Results Are In: Army Is The Fattest, Marine Corps Is The Fittest

Health & Fitness
A U.S. Army Reserve Soldier eats breakfast in the field at Forward Operating Base Schoonover at Fort Hunter-Liggett, California, May 3.
Army photo by Master Sgt. Michel Sauret

We’ve already learned that the military is fatter than ever, but evidently one branch takes the cake … and the pizza… and the chili mac. As it turns out, the Army is the most overweight of all the services, according to Defense Department data obtained by Military Times.


Right now, 10.5% of all Army members are overweight, with the Air Force trailing close behind. The Navy is third, with the Marine Corps proving the most fit of all the branches with just 2.3% obesity. But it too has more than 4,800 members who exceed weight limits.

Overall, the military has an obesity rate of 7.8%, largely fueled by the Army’s 3.9% spike in obesity over the last five years.

Exercise requirements:
1 - In the article on military fitness, copy the part starting with "Right now, 10.5%" and going on through "last five years.", but swap "Navy" for "Coast Guard".
2 - Decide whether each statement agrees with the article on military fitness. Answer yes or no, and quote the deciding words.
(a) The Army is more overweight than any other service.
(b) No members of the Marine Corps exceed weight limits.
(c) The Navy ranks second among the branches.
3 - Take the article on military fitness further, writing on from its final sentence.
The lines after this text are not needed.

(Stored data entries)
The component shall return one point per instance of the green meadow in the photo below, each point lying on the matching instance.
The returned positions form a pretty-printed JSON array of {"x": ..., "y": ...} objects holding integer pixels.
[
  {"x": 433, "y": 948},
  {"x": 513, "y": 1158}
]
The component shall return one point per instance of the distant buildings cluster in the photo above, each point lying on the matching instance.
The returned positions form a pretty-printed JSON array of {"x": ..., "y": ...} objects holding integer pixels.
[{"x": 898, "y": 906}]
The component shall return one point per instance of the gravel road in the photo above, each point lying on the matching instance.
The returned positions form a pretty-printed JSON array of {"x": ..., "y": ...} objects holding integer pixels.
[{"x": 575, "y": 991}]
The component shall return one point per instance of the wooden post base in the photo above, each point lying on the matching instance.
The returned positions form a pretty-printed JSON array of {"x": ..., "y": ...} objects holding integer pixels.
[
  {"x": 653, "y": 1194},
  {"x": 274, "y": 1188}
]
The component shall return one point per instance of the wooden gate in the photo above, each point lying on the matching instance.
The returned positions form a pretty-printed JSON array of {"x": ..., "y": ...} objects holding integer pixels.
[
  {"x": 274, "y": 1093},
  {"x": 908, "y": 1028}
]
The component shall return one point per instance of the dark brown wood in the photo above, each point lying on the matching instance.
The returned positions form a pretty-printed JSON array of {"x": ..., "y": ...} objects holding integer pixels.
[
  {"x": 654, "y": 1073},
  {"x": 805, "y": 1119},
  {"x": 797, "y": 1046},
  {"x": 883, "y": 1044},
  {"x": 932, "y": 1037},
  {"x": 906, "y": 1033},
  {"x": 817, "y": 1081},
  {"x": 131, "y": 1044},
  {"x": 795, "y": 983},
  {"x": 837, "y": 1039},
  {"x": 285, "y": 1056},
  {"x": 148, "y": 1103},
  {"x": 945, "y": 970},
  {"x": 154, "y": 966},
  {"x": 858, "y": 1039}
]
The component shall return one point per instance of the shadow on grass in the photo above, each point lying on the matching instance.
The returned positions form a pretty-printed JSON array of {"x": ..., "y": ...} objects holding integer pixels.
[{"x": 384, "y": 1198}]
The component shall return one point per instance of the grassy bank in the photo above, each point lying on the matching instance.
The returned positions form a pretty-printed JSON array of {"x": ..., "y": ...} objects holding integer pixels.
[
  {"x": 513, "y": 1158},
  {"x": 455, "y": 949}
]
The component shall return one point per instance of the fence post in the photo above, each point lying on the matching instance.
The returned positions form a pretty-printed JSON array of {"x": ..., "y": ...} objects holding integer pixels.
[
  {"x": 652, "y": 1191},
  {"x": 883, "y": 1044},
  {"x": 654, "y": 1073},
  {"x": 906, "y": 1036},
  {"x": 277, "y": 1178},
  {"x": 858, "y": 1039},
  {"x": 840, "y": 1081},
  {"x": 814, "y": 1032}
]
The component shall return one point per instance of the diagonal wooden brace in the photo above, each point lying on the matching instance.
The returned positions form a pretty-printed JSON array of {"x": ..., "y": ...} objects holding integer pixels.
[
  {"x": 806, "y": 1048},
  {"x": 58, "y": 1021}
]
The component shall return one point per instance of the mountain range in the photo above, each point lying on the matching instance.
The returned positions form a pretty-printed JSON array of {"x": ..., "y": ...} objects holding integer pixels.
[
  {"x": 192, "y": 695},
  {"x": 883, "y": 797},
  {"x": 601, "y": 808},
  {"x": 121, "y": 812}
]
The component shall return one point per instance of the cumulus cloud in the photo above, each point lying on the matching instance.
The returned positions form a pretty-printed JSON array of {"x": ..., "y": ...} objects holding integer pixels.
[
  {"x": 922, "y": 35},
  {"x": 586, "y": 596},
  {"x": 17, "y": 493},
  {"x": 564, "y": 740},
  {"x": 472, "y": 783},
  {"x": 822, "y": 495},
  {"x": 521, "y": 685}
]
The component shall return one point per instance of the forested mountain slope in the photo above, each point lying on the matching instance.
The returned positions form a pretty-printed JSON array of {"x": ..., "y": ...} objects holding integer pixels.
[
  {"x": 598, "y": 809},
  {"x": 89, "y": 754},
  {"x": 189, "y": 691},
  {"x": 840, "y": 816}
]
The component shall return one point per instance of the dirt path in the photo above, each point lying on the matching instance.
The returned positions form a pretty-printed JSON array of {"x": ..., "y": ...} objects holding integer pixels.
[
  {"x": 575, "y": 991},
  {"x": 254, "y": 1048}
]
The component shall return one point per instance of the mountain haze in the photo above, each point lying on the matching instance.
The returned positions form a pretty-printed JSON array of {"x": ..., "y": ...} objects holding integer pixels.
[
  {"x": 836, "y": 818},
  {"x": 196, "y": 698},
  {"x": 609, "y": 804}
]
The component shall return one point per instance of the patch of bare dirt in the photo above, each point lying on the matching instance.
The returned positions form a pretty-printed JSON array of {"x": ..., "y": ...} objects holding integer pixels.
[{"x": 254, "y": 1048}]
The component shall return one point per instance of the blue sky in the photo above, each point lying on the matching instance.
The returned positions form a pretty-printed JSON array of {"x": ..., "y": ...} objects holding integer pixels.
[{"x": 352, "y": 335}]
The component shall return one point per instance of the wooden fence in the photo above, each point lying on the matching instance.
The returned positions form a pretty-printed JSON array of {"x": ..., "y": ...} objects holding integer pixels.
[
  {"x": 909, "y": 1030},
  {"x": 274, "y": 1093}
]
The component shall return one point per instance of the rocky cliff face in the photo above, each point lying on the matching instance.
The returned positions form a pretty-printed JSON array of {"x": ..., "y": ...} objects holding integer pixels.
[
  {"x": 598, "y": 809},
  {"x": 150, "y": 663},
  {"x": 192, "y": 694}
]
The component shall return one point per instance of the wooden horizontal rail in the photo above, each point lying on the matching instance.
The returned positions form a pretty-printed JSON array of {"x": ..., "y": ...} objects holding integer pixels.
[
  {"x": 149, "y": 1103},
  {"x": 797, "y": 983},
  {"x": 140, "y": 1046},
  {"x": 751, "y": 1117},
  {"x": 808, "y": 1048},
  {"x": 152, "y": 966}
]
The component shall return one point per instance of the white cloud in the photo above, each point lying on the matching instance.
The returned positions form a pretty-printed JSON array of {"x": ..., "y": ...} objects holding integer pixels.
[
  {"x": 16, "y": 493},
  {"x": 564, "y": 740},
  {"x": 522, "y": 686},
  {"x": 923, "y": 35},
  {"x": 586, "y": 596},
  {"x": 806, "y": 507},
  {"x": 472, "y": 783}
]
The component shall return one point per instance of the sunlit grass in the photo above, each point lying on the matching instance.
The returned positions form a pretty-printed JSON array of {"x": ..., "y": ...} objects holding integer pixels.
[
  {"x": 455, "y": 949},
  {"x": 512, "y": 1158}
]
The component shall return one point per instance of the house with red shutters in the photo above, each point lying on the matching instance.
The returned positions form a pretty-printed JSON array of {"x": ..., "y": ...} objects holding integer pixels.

Responses to the exercise:
1 -
Right now, 10.5% of all Army members are overweight, with the Air Force trailing close behind. The Coast Guard is third, with the Marine Corps proving the most fit of all the branches with just 2.3% obesity. But it too has more than 4,800 members who exceed weight limits.

Overall, the military has an obesity rate of 7.8%, largely fueled by the Army’s 3.9% spike in obesity over the last five years.

2 -
(a) Yes: "the Army is the most overweight of all the services"
(b) No: "But it too has more than 4,800 members who exceed weight limits."
(c) No: "The Navy is third"

3 -
Still, when compared to the overall population of the United States, obesity among service members is much lower. Data from the Centers for Disease Control show that 68.8% of the adult American population is clinically overweight or obese.

But branch officials are protesting the results, suggesting that the Pentagon’s decision to base its data on Body Mass Index, which simply evaluates a person’s height and weight ratio, is not painting an accurate picture.

Both the Army and the Air Force pushed back, suggesting that their members are still meeting rigorous fitness requirements, Military Times reported.

However, deputy assistant secretary of defense for health services policy and oversight, Dr. Terry Adirim, told Military Times that she was not worried about obesity impacting readiness across the services.

"I feel good that our military service members are well below the general population," she added.